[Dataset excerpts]
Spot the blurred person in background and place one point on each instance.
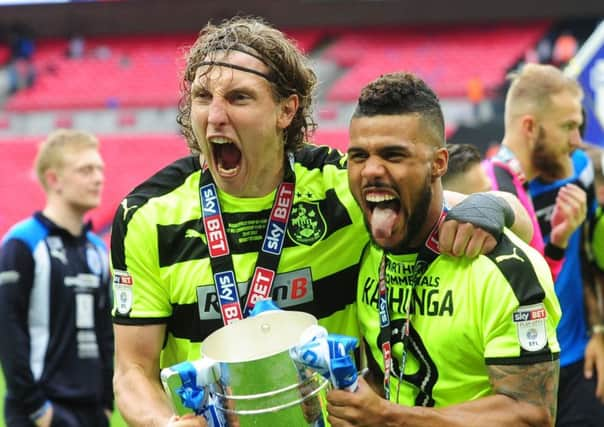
(246, 115)
(56, 347)
(543, 116)
(452, 341)
(533, 100)
(465, 173)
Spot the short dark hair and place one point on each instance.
(461, 158)
(402, 93)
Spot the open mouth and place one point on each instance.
(384, 210)
(227, 157)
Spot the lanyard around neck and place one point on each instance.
(221, 259)
(426, 255)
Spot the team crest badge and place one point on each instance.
(306, 225)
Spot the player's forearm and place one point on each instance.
(492, 411)
(141, 400)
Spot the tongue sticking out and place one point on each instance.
(382, 222)
(229, 156)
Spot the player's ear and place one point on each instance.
(288, 108)
(440, 162)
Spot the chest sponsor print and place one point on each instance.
(289, 290)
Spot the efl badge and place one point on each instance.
(94, 261)
(306, 223)
(530, 324)
(122, 286)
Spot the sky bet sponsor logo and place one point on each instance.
(289, 289)
(275, 231)
(229, 296)
(535, 314)
(212, 221)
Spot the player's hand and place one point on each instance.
(46, 419)
(361, 408)
(464, 239)
(188, 420)
(594, 360)
(569, 213)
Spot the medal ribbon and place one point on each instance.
(221, 259)
(426, 255)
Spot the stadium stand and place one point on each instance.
(128, 160)
(448, 58)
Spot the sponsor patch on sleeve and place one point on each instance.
(530, 325)
(122, 286)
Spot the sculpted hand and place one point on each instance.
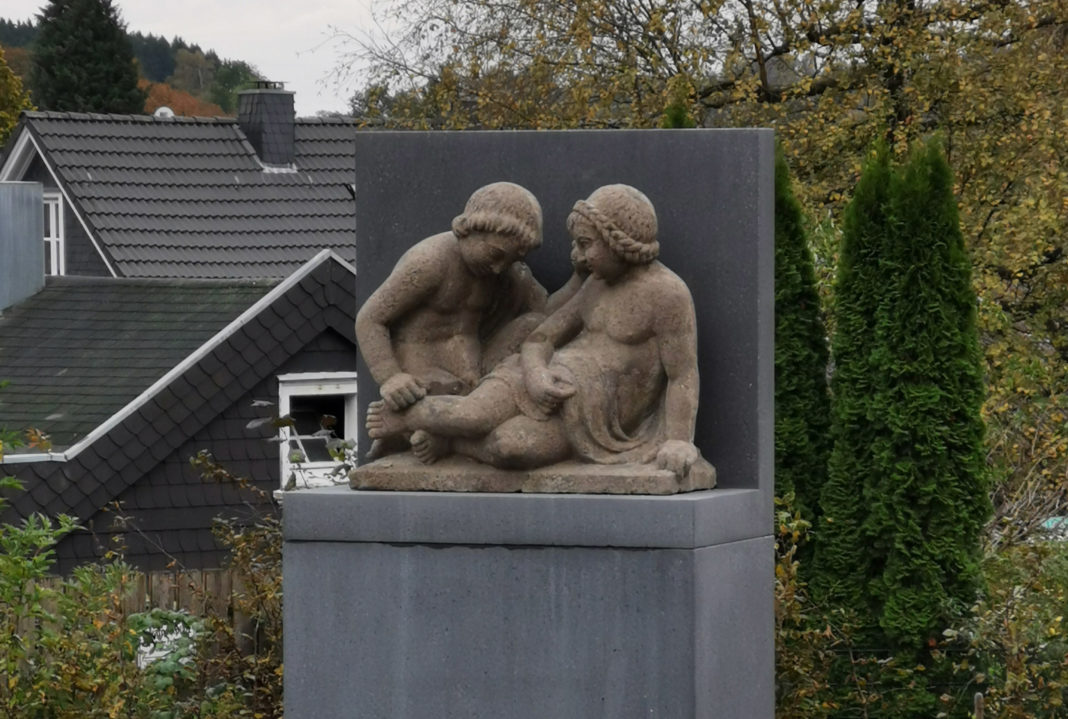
(548, 389)
(677, 456)
(402, 390)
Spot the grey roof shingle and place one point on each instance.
(187, 197)
(81, 348)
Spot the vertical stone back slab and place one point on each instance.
(713, 196)
(454, 606)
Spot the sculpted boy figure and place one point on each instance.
(450, 298)
(610, 377)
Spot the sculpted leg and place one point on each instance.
(429, 448)
(519, 443)
(475, 415)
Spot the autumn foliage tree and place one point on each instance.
(160, 94)
(13, 99)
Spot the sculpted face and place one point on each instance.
(596, 254)
(487, 253)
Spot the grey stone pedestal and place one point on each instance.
(423, 605)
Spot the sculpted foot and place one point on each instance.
(428, 448)
(383, 422)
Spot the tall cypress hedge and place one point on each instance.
(906, 496)
(82, 60)
(802, 404)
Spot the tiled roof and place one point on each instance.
(187, 197)
(81, 348)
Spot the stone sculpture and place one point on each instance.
(450, 302)
(607, 374)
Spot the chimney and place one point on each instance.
(266, 116)
(21, 241)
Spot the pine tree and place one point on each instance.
(906, 496)
(82, 60)
(13, 99)
(802, 404)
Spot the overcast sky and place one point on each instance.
(284, 40)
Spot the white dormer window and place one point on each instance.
(307, 399)
(55, 252)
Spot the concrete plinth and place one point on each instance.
(423, 605)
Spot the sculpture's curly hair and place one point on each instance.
(503, 208)
(625, 218)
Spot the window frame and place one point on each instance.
(314, 384)
(56, 241)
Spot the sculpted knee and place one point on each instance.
(508, 450)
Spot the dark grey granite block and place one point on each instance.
(420, 605)
(713, 196)
(684, 521)
(452, 631)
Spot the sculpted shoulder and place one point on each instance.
(430, 252)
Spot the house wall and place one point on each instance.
(81, 255)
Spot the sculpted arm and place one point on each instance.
(412, 282)
(546, 388)
(677, 339)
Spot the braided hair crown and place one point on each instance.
(625, 218)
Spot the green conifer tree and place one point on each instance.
(13, 99)
(842, 564)
(906, 497)
(82, 60)
(802, 404)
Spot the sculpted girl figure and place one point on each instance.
(610, 377)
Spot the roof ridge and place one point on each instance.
(84, 280)
(107, 116)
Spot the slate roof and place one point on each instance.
(140, 456)
(188, 198)
(81, 348)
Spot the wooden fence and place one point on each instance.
(199, 592)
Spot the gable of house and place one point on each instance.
(129, 474)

Brief:
Before copying the data, remove the pictures. Then repeat the rest exactly.

Task answer:
Spot the blurred person in background and place one point on each instance.
(246, 115)
(56, 347)
(543, 116)
(452, 341)
(533, 100)
(465, 173)
Spot the short dark hair and place one point on each instance.
(461, 158)
(402, 93)
Spot the open mouth and place one point on each instance.
(384, 210)
(227, 157)
Spot the lanyard around neck and place one point on each instance.
(221, 259)
(426, 255)
Spot the team crest badge and place one point on each instance.
(306, 225)
Spot the player's forearm and place one point on each instance.
(492, 411)
(141, 400)
Spot the tongue sticking out and place one point on each instance.
(382, 222)
(229, 156)
Spot the player's ear and place one point on each instance.
(288, 108)
(440, 162)
Spot the chest sponsor print and place one point on each instance.
(289, 290)
Spot the efl badge and place one point on each instance.
(94, 261)
(306, 223)
(530, 324)
(122, 286)
Spot the sky bet sponsor logo and place one point on each instance.
(289, 289)
(275, 231)
(229, 296)
(535, 314)
(212, 221)
Spot the player's hand and place one point on each instance.
(46, 419)
(361, 408)
(464, 239)
(188, 420)
(594, 360)
(569, 213)
Spot the medal ribbon and place one point on each instance.
(221, 259)
(426, 255)
Spot the stadium stand and place one point on each instance.
(128, 160)
(448, 58)
Spot the sponsor patch on sleeve and place one point on each instance.
(530, 325)
(122, 286)
Spot the sculpted hand and place one point on each instance.
(548, 389)
(677, 456)
(402, 390)
Spot the grey roof shingle and place one point on each instance.
(187, 197)
(81, 348)
Spot the vertical stone back slab and place one point on each instance.
(713, 196)
(454, 606)
Spot the sculpted boy figure and place one point on each instance.
(450, 298)
(610, 377)
Spot the sculpted leg and place one point on each instance.
(429, 448)
(519, 443)
(475, 415)
Spot the autumn foliage tree and place one point on each instance.
(160, 94)
(13, 99)
Spot the sculpted face and place one point on each instance.
(596, 254)
(487, 253)
Spot the grey stone pedestal and place one point on each instance.
(423, 605)
Spot the sculpted foot and place one point on each instance.
(428, 448)
(383, 422)
Spot the tall cypress hedge and place one point on each instance.
(906, 496)
(82, 60)
(802, 404)
Spot the tiled roof and place one point on each instance.
(187, 197)
(81, 348)
Spot the stone sculpture and place one point on each instance.
(450, 302)
(607, 374)
Spot the chimney and place one point on each instance.
(266, 116)
(21, 241)
Spot the pine tree and place one point on each instance.
(906, 496)
(82, 60)
(13, 99)
(802, 404)
Spot the overcast sky and place one point on each instance.
(284, 40)
Spot the white dormer window and place one point on each instance.
(307, 399)
(55, 252)
Spot the concrete plinth and place one point on each instance.
(423, 605)
Spot the sculpture's curly hair and place one point on each instance.
(503, 208)
(625, 218)
Spot the window frame and place one point on each instance.
(314, 384)
(56, 241)
Spot the sculpted knee and place one point on each instance.
(508, 450)
Spot the dark grey granite block and place one point on each instance.
(420, 605)
(713, 196)
(684, 521)
(452, 631)
Spot the sculpted shoulder and place one point on each instance.
(430, 252)
Spot the house wall and place one point on each instance.
(81, 255)
Spot the sculpted arm and place one point on each instance.
(412, 282)
(546, 388)
(677, 339)
Spot the braided hair crown and place one point on each instance.
(625, 218)
Spot the green conifer tree and place one point on each instance.
(13, 99)
(842, 564)
(906, 497)
(82, 60)
(802, 404)
Spot the sculpted girl figure and place one point on each instance.
(610, 377)
Spot the roof ridge and place one point on each instance.
(84, 280)
(107, 116)
Spot the slate roof and place one point on each instance.
(140, 456)
(188, 198)
(81, 348)
Spot the wooden fence and place one point on each instance.
(199, 592)
Spot the gable of house and place one point on each instance.
(129, 474)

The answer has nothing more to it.